Could you rewrite everything in the items below, from the line containing "Target: concrete block wall" down to the line containing "pixel 800 163", both ends included, as a numbered list with any blank lines dropped?
**********
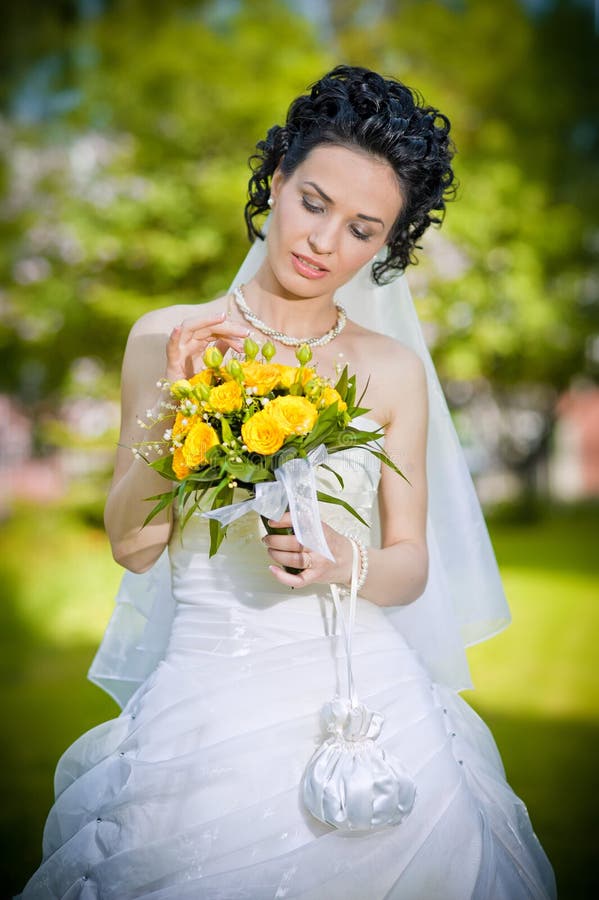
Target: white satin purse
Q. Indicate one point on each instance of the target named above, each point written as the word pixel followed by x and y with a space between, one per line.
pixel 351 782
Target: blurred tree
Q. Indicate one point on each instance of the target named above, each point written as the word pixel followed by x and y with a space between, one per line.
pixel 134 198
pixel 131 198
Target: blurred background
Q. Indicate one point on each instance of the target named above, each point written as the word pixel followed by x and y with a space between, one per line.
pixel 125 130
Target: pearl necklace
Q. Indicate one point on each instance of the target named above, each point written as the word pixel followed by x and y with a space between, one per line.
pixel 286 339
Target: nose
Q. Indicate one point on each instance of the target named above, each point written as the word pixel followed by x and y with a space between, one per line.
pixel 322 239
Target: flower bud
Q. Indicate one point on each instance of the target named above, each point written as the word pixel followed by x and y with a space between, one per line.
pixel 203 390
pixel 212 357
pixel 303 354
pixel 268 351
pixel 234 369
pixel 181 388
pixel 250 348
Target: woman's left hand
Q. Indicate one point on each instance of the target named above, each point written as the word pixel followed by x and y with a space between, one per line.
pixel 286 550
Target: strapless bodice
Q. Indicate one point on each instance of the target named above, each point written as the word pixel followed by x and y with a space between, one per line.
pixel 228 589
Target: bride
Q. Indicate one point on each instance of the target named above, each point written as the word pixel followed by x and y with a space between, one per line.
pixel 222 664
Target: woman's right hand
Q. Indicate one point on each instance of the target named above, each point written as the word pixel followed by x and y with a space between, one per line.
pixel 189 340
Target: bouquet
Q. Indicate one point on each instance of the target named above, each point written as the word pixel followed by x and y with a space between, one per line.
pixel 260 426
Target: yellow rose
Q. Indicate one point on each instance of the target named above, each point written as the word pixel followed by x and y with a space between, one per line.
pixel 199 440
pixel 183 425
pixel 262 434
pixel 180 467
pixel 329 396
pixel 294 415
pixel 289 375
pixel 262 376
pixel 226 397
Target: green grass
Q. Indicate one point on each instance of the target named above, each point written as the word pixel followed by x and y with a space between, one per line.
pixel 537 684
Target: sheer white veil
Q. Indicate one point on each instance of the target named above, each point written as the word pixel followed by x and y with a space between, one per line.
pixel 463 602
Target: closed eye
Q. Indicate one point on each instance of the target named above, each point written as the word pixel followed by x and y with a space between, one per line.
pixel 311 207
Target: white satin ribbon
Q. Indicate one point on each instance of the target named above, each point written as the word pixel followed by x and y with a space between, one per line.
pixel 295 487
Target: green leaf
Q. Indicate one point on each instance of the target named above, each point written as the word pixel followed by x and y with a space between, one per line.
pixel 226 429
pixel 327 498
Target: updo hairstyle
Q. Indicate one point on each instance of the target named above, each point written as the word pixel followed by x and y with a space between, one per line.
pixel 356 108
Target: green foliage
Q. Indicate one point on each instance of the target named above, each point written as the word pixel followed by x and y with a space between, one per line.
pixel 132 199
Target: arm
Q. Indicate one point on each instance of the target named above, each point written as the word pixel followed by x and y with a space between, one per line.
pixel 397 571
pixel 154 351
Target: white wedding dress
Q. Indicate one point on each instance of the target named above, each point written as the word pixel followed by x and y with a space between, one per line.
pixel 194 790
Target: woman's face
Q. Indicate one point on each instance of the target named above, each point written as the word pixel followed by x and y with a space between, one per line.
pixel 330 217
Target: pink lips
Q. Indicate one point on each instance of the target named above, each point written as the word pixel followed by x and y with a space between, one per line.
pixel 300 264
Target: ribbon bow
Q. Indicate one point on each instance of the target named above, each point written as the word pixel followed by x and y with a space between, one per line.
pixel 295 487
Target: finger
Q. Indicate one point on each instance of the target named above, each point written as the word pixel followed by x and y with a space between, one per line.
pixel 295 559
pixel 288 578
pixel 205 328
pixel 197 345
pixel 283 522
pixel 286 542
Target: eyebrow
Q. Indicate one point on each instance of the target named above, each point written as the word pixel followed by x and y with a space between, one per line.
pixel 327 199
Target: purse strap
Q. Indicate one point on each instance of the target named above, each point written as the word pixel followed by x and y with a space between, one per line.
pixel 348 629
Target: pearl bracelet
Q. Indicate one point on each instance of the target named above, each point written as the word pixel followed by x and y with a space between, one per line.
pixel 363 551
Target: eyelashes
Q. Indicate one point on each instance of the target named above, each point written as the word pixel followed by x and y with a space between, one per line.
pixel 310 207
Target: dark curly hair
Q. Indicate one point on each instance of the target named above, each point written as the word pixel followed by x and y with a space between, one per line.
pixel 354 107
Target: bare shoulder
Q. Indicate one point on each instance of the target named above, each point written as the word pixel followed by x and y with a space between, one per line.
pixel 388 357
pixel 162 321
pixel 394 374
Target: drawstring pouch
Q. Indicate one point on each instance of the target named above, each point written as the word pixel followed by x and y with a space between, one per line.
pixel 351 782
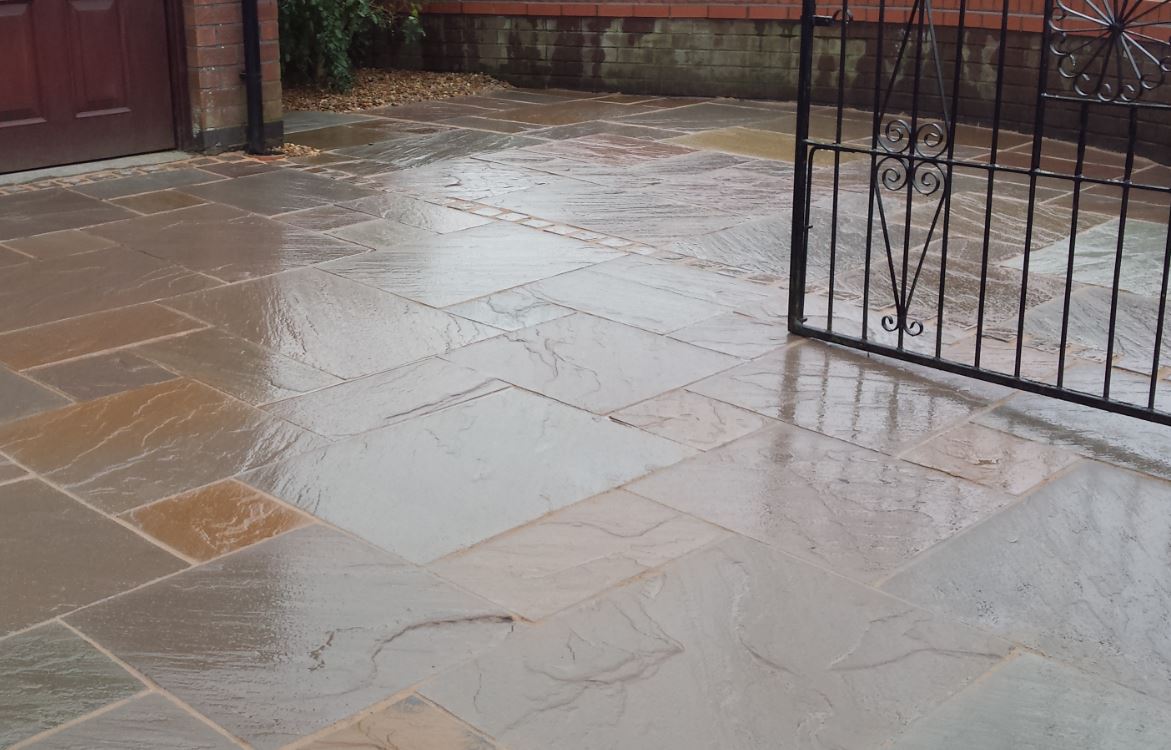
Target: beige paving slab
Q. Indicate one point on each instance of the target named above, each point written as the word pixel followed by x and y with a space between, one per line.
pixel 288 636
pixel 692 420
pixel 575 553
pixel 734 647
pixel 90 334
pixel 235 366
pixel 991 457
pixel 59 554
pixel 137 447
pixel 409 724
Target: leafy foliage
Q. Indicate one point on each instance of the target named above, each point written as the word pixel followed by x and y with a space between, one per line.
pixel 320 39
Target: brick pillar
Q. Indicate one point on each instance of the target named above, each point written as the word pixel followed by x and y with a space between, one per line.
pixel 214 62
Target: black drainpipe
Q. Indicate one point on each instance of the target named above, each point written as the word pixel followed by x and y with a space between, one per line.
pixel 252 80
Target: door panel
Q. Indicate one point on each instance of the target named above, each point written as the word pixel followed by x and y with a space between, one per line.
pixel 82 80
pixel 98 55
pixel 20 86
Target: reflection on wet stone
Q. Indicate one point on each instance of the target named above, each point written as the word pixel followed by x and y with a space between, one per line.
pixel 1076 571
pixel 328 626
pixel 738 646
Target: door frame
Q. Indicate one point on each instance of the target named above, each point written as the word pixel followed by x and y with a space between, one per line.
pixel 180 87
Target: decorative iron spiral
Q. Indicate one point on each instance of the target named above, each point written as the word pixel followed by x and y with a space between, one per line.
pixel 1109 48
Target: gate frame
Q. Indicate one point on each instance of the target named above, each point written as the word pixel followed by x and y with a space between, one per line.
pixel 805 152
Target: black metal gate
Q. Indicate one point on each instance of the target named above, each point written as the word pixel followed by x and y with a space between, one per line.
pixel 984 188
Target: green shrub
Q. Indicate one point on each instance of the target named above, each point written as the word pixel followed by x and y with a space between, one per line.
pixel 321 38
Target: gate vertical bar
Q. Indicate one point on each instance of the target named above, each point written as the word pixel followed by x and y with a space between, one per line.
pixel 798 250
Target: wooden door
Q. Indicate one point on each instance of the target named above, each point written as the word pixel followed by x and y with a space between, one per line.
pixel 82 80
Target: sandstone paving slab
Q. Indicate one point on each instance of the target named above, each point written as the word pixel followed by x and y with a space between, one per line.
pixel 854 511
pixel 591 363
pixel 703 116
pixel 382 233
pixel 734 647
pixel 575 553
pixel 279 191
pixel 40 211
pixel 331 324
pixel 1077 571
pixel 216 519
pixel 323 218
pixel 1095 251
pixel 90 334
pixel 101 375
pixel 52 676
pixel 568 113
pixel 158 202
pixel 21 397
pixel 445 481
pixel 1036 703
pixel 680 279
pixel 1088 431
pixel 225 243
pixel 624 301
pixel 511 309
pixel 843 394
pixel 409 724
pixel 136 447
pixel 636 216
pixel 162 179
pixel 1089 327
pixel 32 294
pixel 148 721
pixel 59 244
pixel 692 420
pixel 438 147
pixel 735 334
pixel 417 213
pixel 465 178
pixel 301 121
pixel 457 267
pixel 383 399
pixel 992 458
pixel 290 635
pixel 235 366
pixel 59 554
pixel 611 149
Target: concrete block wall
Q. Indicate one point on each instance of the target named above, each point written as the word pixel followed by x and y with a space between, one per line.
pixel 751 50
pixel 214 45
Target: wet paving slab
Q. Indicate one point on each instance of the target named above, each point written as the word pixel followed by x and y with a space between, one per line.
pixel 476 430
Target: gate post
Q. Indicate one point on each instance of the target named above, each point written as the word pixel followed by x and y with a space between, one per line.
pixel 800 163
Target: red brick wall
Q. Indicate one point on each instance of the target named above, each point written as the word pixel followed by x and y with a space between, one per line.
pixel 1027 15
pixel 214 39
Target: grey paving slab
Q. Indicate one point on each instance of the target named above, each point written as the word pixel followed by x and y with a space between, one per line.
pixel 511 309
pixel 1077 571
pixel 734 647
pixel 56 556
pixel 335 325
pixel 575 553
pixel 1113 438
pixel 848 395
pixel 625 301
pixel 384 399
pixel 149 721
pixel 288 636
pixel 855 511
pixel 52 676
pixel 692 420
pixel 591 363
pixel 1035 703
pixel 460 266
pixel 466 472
**********
RESULT:
1. Target: concrete block wall
2. Q. Indicate one point on each instance of the target named above, each point written as the word pixel followed by x and y with a space between, one per line.
3. pixel 751 50
4. pixel 214 45
5. Target: wet paving slab
6. Q. Indicate one point on each instance of the target named above, each point written as the word pixel followed by x and y with a space between, one per line.
7. pixel 476 430
8. Target: gate post
9. Q. Indicate one point on each instance of the target named above, each point written as the word pixel followed by x and y with a space between, one per line.
10. pixel 800 163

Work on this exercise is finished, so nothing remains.